### [RECORDS PROVIDED]
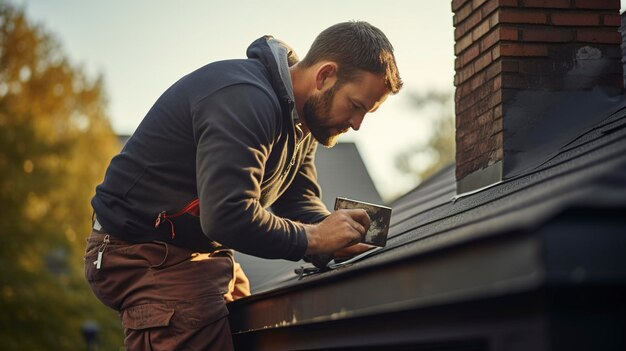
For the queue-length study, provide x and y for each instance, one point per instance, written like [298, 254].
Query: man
[225, 160]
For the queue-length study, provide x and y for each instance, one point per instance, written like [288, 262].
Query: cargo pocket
[199, 312]
[146, 316]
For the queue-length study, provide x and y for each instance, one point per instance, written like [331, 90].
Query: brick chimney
[510, 54]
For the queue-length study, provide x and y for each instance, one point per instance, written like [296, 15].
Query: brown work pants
[168, 297]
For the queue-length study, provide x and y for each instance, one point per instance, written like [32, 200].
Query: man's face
[334, 111]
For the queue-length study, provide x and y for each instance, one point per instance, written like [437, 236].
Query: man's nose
[355, 122]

### [PROBLEM TO WORK ON]
Output, exactly, all the records above; include no pictures.

### [FINISHED EXERCISE]
For the queue-length study, provide x and y for each instance, one point per instance, written like [298, 254].
Query: man
[225, 160]
For the queue-length study, provide x and y for each instance, one point per instance, written like [288, 262].
Query: cargo pocket
[199, 312]
[146, 316]
For the queue-length study, provide x and y for each instance, one point per instance, written like [331, 90].
Query: brick chimney
[510, 54]
For the queue-length study, provide x and y for each instance, one point per instance, written like [296, 15].
Query: brown work pants
[168, 297]
For the queue-length study, provide x and y for each instance, one point per instance, written like [32, 200].
Query: man's face
[334, 111]
For the queue-length study, provide x and y for each instance, one point per instance, written like [437, 236].
Query: man's nose
[355, 122]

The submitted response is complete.